## Exercise brief
Copy every line of the listing below word for word, leaving out the pictures.

|---|

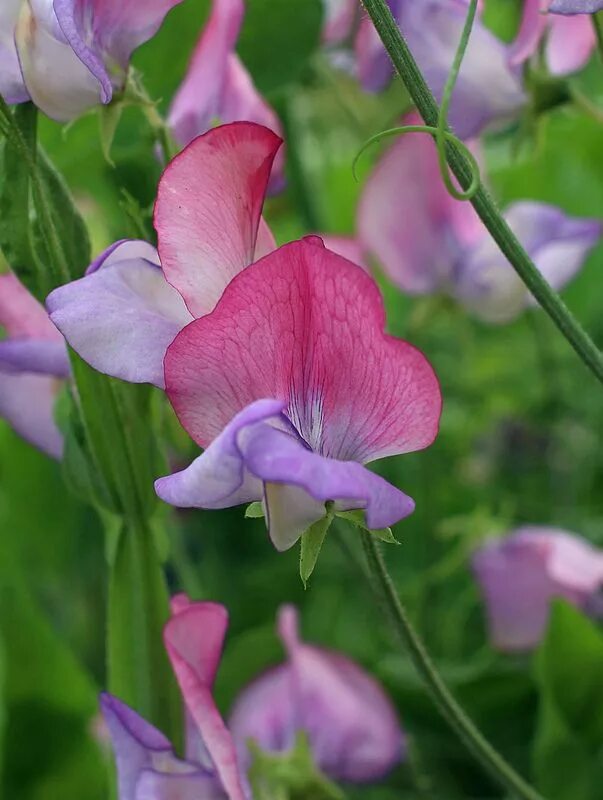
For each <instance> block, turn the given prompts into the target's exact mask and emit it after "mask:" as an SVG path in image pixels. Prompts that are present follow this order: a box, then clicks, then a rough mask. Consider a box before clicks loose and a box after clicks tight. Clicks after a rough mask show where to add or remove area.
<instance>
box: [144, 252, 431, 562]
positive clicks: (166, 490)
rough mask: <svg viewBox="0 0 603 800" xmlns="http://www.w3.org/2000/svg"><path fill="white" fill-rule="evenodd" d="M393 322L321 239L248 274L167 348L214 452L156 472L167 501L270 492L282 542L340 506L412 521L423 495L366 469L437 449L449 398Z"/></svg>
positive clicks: (176, 397) (353, 268)
mask: <svg viewBox="0 0 603 800" xmlns="http://www.w3.org/2000/svg"><path fill="white" fill-rule="evenodd" d="M384 328H385V313H384V309H383V302H382V298H381V295H380V293H379V290H378V288H377V286H376V284H375V283H374V281H373V280H372V278H371V277H370V276H369V275H368V274H367V273H366V272H365V271H364V270H362V269H361V268H360V267H359V266H357V265H356V264H353V263H352V262H350V261H347V260H346V259H345V258H343V257H341V256H338V255H336V254H335V253H332V252H331V251H329V250H327V249H326V248H325V247H324V245H323V243H322V241H321V240H320V239H319V238H318V237H309V238H308V239H306V240H303V241H299V242H293V243H291V244H288V245H285V246H283V247H280V248H279V249H278V250H276V251H275V252H273V253H271V254H269V255H268V256H266V257H265V258H263V259H262V260H261V261H259V262H256V263H255V264H253V265H252V266H251V267H248V268H247V269H246V270H244V271H243V272H241V273H240V274H239V275H237V277H236V278H234V279H233V280H232V281H231V282H230V284H229V285H228V286H227V287H226V289H225V291H224V294H223V295H222V297H221V299H220V301H219V303H218V305H217V306H216V308H215V309H214V311H213V313H211V314H209V315H208V316H205V317H202V318H201V319H198V320H195V322H194V323H192V324H191V325H189V326H187V328H185V329H184V330H183V331H181V332H180V333H179V334H178V336H177V337H176V339H175V340H174V342H173V343H172V344H171V345H170V347H169V348H168V351H167V354H166V357H165V377H166V389H167V394H168V397H169V399H170V401H171V403H172V405H173V407H174V409H175V411H176V414H177V415H178V418H179V419H180V422H181V423H182V425H183V426H184V428H185V429H186V430H187V431H188V433H189V434H190V435H191V436H192V438H193V439H194V440H195V441H196V442H197V443H198V444H199V445H200V446H201V447H203V448H205V452H204V453H203V455H201V456H200V457H199V458H197V459H196V461H194V462H193V464H192V465H191V466H190V467H188V468H187V469H186V470H184V471H183V472H180V473H177V474H175V475H171V476H169V477H167V478H162V479H160V480H159V481H157V484H156V489H157V492H158V494H159V496H160V497H161V498H162V499H164V500H165V501H167V502H169V503H171V504H173V505H176V506H181V507H200V508H215V509H217V508H227V507H229V506H234V505H239V504H241V503H248V502H251V501H257V500H263V502H264V504H265V508H266V519H267V523H268V527H269V533H270V537H271V539H272V542H273V544H274V545H275V546H276V548H277V549H279V550H286V549H287V548H289V547H291V546H292V545H293V544H294V543H295V542H296V541H297V540H298V539H299V537H300V536H301V534H302V533H303V532H304V531H305V530H306V529H307V528H308V527H309V526H310V525H312V524H313V523H314V522H316V521H318V520H319V519H321V518H322V517H323V516H324V514H325V503H326V502H328V501H333V502H334V503H335V507H336V509H364V510H365V514H366V522H367V525H368V527H369V528H384V527H387V526H389V525H393V524H394V523H395V522H397V521H398V520H400V519H402V518H404V517H406V516H408V515H409V514H410V513H412V511H413V510H414V503H413V501H412V500H411V499H410V498H409V497H408V496H407V495H405V494H404V493H403V492H401V491H400V490H399V489H397V488H395V487H394V486H392V485H391V484H389V483H388V482H387V481H385V480H384V479H383V478H381V477H380V476H378V475H377V474H375V473H374V472H371V471H370V470H368V469H367V468H366V466H365V465H366V464H367V463H369V462H371V461H375V460H376V459H380V458H384V457H386V456H392V455H396V454H400V453H408V452H412V451H415V450H421V449H422V448H424V447H427V446H428V445H429V444H431V443H432V442H433V440H434V438H435V436H436V434H437V429H438V422H439V417H440V410H441V397H440V391H439V386H438V382H437V379H436V377H435V375H434V373H433V370H432V369H431V367H430V365H429V364H428V362H427V360H426V359H425V358H424V356H423V355H422V354H421V353H420V352H419V351H418V350H416V349H415V348H414V347H412V346H411V345H409V344H408V343H407V342H404V341H401V340H398V339H395V338H393V337H390V336H388V335H386V334H385V333H384Z"/></svg>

|---|

## Response to the task
For each <instance> block, turn the given prompts into the target's exact mask and emit it after "mask:" as an SVG path in image pixels. Prompts that are present follow this order: a box, then clicks, then a rough mask. Consider a box before clicks loose and a box after clicks tight. Clicks after a rough mask show where to add or remove area.
<instance>
box: [144, 252, 431, 562]
positive clicks: (166, 490)
rough mask: <svg viewBox="0 0 603 800" xmlns="http://www.w3.org/2000/svg"><path fill="white" fill-rule="evenodd" d="M393 322L321 239L248 274L167 348L214 452L156 472L167 501L270 492L282 542L340 506L412 521L423 495L366 469L437 449L449 398Z"/></svg>
positive clicks: (176, 397) (353, 268)
mask: <svg viewBox="0 0 603 800" xmlns="http://www.w3.org/2000/svg"><path fill="white" fill-rule="evenodd" d="M384 328H385V313H384V309H383V302H382V298H381V295H380V293H379V290H378V288H377V286H376V284H375V283H374V281H373V280H372V278H371V277H370V276H369V275H368V274H367V273H366V272H365V271H364V270H362V269H361V268H360V267H359V266H357V265H356V264H353V263H352V262H350V261H347V260H346V259H345V258H343V257H341V256H338V255H336V254H335V253H332V252H331V251H329V250H327V249H326V248H325V247H324V245H323V243H322V241H321V240H320V239H319V238H318V237H309V238H308V239H306V240H303V241H299V242H293V243H291V244H288V245H285V246H283V247H280V248H279V249H278V250H276V251H275V252H273V253H271V254H269V255H268V256H266V257H265V258H263V259H262V260H261V261H259V262H256V263H255V264H253V265H252V266H251V267H248V268H247V269H246V270H244V271H243V272H241V273H240V274H239V275H237V277H236V278H234V279H233V280H232V281H231V282H230V284H229V285H228V286H227V287H226V289H225V291H224V294H223V295H222V297H221V299H220V301H219V303H218V305H217V306H216V308H215V309H214V311H213V313H211V314H209V315H208V316H205V317H202V318H201V319H198V320H195V322H194V323H192V324H191V325H189V326H187V328H185V329H184V330H183V331H181V332H180V333H179V334H178V336H177V337H176V339H175V340H174V342H173V343H172V344H171V345H170V347H169V348H168V351H167V354H166V357H165V377H166V389H167V394H168V397H169V399H170V401H171V403H172V405H173V407H174V409H175V411H176V414H177V415H178V418H179V419H180V422H181V423H182V425H183V426H184V428H185V429H186V430H187V431H188V433H189V434H190V435H191V436H192V438H193V439H194V440H195V441H196V442H197V443H198V444H199V445H200V446H201V447H203V448H205V452H204V453H203V455H201V456H200V457H199V458H197V459H196V461H194V462H193V464H192V465H191V466H190V467H188V468H187V469H186V470H184V471H183V472H180V473H177V474H175V475H171V476H169V477H167V478H162V479H160V480H159V481H157V484H156V489H157V492H158V494H159V496H160V497H161V498H162V499H164V500H165V501H167V502H169V503H171V504H173V505H176V506H181V507H200V508H215V509H217V508H227V507H229V506H234V505H239V504H241V503H248V502H251V501H257V500H263V502H264V504H265V508H266V519H267V523H268V527H269V533H270V537H271V539H272V542H273V544H274V545H275V546H276V548H277V549H279V550H286V549H287V548H289V547H291V546H292V545H293V544H294V543H295V542H296V541H297V540H298V539H299V537H300V536H301V534H302V533H303V532H304V531H305V530H306V529H307V528H308V527H309V526H310V525H312V524H313V523H314V522H316V521H318V520H319V519H321V518H322V517H323V516H324V514H325V503H326V502H328V501H333V502H334V503H335V507H336V509H364V510H365V514H366V522H367V525H368V527H369V528H384V527H387V526H389V525H393V524H394V523H395V522H397V521H398V520H400V519H402V518H404V517H406V516H408V515H409V514H410V513H412V511H413V510H414V503H413V501H412V500H411V499H410V498H409V497H408V496H407V495H405V494H404V493H403V492H401V491H400V490H399V489H397V488H395V487H394V486H392V485H391V484H389V483H388V482H387V481H385V480H384V479H383V478H381V477H380V476H378V475H377V474H375V473H374V472H371V471H370V470H368V469H367V468H366V466H365V465H366V464H367V463H369V462H371V461H375V460H376V459H380V458H384V457H386V456H392V455H396V454H400V453H408V452H412V451H415V450H421V449H422V448H424V447H427V446H428V445H429V444H431V443H432V442H433V440H434V438H435V436H436V434H437V429H438V422H439V417H440V410H441V397H440V391H439V386H438V382H437V379H436V377H435V375H434V373H433V370H432V369H431V367H430V365H429V364H428V362H427V360H426V359H425V358H424V356H423V355H422V354H421V353H420V352H419V351H418V350H416V349H415V348H414V347H412V346H411V345H409V344H408V343H407V342H404V341H401V340H398V339H395V338H393V337H390V336H388V335H386V334H385V333H384Z"/></svg>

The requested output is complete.